[Begin Document text]

The squeaking continued, intermittently, and it was somewhat faint. Suddenly Edna captured my attention, she was being playful, near my feet. I wonder what that is, I thought, not really giving it much of a look. Then I realized she had a cute little mouse, and this was the source of the squeak. The tepid coffee seemed even less palatable than usual. I wondered what to do. Make her stop? The mouse was not dead, but was surely wounded. What would I do with it? Kill it myself? Throw it outside, in the rain of Isidore, to be dealt with later? And even if it had not been wounded, I decided I really don't want mice in the kitchen. I decided not to intervene. Edna was pleased that I noticed. She was proud of her accomplishment. She kept up playing, torturing it really. Cats can be mean, maybe unintentionally. The dogs watched warily from the stairs; between the two they may be a hound and a half, but whatever instinct was passed on by their ancestors has been long overtaken by warm wooly blankets, dentabone chew toys, and Freihoffer's cookies (a Capital Distict staple). Ripping up plush squeaky toys are about as close as either gets to prey.

Finally, mercifully, she ate it. Ugh. I am having a hard time erasing the image from my mind. Microwaved breakfast coffee will never be quite the same. Then she rubbed my legs and purred. That's her second rodent in two weeks, although she didn't consume the last one. Lately, I thought she was too old for such antics, but now I am feeling guilty, suspicious that her lethargy stemmed from matted hair and not aging. After her injury in the spring, she became very matted, and protested my efforts at removing the tangles. I finally gave up trying to brush them out and instead cut them out of her fur. She looks a little choppy, but it has given her a new lease on life, with the opposite result for the mice. Way to go Edna.

Wednesday, September 25, 2002

Precious day today, one of those where you know you should spend the time to wrap your arms around it, take a deep breath, skip around, smile and say, "it's great to be alive." My on campus class went well, the online one is experimenting with a new group exercise, my voice mail is working and a computer was delivered to my office, my new level of pay started to roll in, and Bob and I had dinner at Lombardo's with Tom. Yum.

Oh, I had lunch with Elaine! She's a lovely and interesting person. Our conversation was wide ranging, including the marvels, and potential (& realized?) downsides, of certain aspects of the technological world. The weather was wonderful early fall - and so I decided to make a small effort at fitness, and I walked some of the way back to campus.

Tuesday Too # 31 Takes a Powder

1.) In this fast paced world we live in, is stress keeping you from realizing your full potential? Good God!, who wrote that? It sounds like an advertisement for a weekend workshop on inner peace. I'm not all that stressed at the moment.

2.) Due to the nature of question number one, it is suggested that you answer it anyway you can, and then leave your own question for the next person, or persons to answer in the comment. On the other hand, you could just hit the back button.

This is going to make more than three questions...but what great goes:

Shawn asks, Mario, Mega Man, or your video game character of choice? I'm not much of a video game player - the only one that comes to mind is Ms. PacMan. I actually used to play that now and then in the lobby of a supermarket during college days in Oneonta, and I sometimes even managed to not get killed immediately.

Sya asks, What little thing are you doing for amusement this week? This isn't really little, but on Thursday we are going to see the Indigo Girls at Proctor's Theatre in Schenectady. (What a great week!)

[End Document text]
[Begin Supplied records]

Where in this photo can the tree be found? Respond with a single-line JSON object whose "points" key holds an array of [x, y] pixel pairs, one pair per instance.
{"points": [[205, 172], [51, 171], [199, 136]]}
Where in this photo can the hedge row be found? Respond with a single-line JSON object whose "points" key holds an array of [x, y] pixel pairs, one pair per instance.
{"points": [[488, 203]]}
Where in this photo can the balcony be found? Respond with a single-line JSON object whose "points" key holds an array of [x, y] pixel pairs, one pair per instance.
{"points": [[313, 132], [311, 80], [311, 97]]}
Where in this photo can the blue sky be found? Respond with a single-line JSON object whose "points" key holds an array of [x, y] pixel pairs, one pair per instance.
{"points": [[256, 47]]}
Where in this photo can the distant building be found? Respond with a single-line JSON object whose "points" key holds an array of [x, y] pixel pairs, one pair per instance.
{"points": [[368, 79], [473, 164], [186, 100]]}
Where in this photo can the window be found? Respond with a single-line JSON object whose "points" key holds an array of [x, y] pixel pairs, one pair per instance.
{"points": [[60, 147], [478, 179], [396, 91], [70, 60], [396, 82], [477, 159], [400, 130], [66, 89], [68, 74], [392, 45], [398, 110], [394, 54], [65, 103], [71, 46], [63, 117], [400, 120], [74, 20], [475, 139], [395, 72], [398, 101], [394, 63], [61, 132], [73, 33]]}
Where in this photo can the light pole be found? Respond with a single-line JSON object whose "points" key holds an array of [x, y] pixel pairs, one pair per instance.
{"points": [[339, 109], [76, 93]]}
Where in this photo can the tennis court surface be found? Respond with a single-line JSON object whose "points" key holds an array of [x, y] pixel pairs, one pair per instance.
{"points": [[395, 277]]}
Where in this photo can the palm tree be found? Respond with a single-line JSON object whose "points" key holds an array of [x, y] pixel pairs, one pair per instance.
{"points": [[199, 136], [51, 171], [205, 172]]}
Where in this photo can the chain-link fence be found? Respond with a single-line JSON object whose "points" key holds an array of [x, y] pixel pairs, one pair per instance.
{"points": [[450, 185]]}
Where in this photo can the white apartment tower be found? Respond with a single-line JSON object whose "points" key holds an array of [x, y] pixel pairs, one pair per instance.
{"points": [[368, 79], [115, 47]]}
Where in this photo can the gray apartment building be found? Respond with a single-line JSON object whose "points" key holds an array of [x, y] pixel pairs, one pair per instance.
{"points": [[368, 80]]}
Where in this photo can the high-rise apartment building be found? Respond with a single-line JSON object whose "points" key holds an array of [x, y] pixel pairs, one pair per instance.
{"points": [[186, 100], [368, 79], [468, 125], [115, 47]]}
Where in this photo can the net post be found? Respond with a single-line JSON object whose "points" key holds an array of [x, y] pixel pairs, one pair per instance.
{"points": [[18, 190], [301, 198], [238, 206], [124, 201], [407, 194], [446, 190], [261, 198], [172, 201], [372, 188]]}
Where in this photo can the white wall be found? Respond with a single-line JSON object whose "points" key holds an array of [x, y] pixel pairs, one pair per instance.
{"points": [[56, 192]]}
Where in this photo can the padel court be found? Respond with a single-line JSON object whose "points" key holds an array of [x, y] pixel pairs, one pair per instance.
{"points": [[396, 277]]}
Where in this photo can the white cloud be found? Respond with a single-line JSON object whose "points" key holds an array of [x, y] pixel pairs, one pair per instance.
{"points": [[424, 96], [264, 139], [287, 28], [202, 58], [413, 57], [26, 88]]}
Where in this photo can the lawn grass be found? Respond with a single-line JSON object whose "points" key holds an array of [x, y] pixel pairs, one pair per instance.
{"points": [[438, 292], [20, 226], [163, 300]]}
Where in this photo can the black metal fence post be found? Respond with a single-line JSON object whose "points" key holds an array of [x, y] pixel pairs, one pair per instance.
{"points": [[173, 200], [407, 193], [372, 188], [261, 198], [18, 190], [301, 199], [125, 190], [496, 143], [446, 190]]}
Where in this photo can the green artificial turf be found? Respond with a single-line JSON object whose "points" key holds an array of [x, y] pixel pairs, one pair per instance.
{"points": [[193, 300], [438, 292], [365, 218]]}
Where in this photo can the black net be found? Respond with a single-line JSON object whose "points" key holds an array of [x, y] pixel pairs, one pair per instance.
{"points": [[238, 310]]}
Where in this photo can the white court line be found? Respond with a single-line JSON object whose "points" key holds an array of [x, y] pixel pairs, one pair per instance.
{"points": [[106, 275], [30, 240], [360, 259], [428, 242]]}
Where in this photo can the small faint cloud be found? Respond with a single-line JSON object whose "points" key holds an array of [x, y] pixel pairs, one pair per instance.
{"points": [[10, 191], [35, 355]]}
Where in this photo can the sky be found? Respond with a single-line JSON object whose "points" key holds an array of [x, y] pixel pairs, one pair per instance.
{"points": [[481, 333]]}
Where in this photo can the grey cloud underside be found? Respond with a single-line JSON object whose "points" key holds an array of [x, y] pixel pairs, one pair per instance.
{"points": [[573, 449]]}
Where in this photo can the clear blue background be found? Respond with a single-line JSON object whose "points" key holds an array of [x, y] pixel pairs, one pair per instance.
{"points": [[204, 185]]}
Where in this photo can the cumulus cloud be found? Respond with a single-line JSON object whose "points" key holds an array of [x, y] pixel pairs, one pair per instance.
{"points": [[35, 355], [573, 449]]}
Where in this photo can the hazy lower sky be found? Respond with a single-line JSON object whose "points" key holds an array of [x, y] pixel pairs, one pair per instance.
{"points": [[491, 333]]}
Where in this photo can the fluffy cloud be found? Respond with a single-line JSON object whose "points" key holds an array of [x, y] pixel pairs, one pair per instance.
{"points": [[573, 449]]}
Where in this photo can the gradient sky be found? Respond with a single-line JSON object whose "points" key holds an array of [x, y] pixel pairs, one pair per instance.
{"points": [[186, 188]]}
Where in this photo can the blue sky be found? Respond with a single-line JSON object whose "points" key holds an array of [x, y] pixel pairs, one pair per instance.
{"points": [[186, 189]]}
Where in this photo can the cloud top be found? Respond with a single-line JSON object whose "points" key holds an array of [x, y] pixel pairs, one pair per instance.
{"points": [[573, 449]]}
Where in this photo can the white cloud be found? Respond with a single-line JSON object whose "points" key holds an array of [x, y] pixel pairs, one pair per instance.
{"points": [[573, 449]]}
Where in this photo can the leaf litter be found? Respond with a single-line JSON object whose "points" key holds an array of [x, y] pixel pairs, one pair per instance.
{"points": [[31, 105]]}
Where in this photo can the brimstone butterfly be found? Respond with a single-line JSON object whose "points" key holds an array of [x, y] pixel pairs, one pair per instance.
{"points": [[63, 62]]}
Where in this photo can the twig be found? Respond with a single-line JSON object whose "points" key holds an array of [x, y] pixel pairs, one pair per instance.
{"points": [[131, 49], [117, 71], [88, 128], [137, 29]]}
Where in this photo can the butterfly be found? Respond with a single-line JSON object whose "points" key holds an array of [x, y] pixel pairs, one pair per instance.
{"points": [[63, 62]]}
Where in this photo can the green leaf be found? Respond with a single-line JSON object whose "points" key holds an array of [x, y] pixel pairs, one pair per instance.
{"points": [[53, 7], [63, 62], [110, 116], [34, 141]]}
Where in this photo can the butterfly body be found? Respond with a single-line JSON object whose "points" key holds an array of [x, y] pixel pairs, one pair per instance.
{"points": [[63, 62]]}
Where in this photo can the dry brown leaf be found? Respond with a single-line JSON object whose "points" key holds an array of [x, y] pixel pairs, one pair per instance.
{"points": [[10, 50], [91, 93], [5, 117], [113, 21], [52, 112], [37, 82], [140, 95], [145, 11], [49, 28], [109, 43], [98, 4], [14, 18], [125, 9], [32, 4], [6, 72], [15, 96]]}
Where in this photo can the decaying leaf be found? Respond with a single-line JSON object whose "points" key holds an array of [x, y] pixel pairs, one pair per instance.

[End Supplied records]

According to the blog text, where is the writer going to see the Indigo Girls?

Proctor's Theatre in Schenectady.